--- Text excerpt ---

Kansas now has the lowest unemployment rate since the state tracked the statistic at 2.3 percent, the sixth-lowest in the United States. Harvey County’s most recent numbers were even lower at 2 percent.

U.S. Senator Jerry Moran holds a help wanted sign in an effort to generate some publicity for AGCO and help it fill around 85 open positions. Moran toured Harvey County on Monday and heard from companies about labor shortages and other issues.

For AGCO, the tight market means there are about 85 positions at the county’s largest employer available across the board.

The plant as a whole employs roughly 1,200 people with around 800 involved in the production of farm equipment, such as swathers, combines and bailers.

“There are pockets across the site where we struggle with labor,” Director of Operations Jessica Stone said. “We’re using temp. labor now where we’d like to use full-time labor. We have openings in every position.”

Stone said labor was one of the main challenges the plant faced, as well as parts availability from vendors and supply chain issues.

Labor is short at the plant as it continues to take steps to make the production operation more efficient.

The plant recently installed what look like two large, white towers inside a location called “the supermarket.”

The supermarket at the facility features parts from outside vendors. Where those parts were once on shelves that staff had to go back and forth to find, now they put a part number into one of the towers. Shortly after, the automated tower provides a part.

“Individuals used to walk aisles; now the parts come to them,” Stone said.

Other parts of the plant are also automated, including aspects of the painting of parts.

Large automated guidance vehicles can carry parts across the plant in certain orders so they can be painted, for instance.

Moran toured the facility, asked questions and provided his take on how to help with the need for labor.

He said the country needed immigration reform to help bring skilled workers to jobs that needed them. He said that there’s little appetite in Congress for such reform but did lay out what he’d like to see changed in existing immigration policy.

---

Brief A: Please transcribe the passage of the article on the AGCO plant's labor shortage starting at "Large automated guidance" and ending at "need for labor.".
Brief B: Go on with the article on the AGCO plant's labor shortage, picking up right after its final sentence.
The items that follow are separate material and are not part of the article on the AGCO plant's labor shortage.

--- Dataset records ---

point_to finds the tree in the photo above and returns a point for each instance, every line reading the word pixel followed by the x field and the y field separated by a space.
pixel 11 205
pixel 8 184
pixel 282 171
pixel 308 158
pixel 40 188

---

Written answer A:
Large automated guidance vehicles can carry parts across the plant in certain orders so they can be painted, for instance.

Moran toured the facility, asked questions and provided his take on how to help with the need for labor.

Written answer B:
“We generally have quotas [of people] per country,” he said. “If we’re going to have quotas, we ought to have ones to make sure those skilled people are prioritized.”

At the end of the tour, he asked the staff of AGCO what they wanted him to accomplish or how he could help them.

He was told that pushing for Right to Repair protections that allowed farmers to be able to do their own work on equipment was important.

He was also told that focusing on trade education was important.

Moran said encouraging students to go to local trade and technical education schools instead of leaving their communities made it more likely for those students to then stay in their community.

He noted that earmarks had returned to Congress. He admitted that the practice where legislators put aside federal funding for projects with the state had been controversial. He said, however, his office has focused on using such earmarks to encourage people in Kansas to enter trade jobs.

“We’re focused on community technical colleges with trade education,” he said.

As he left, he took a picture with a help wanted sign for AGCO. The tour was part of a visit from Moran to Harvey County on Monday. He visited Full Vision in Newton, AGCO in Hesston and also spoke at the Newton Kiwanis Club.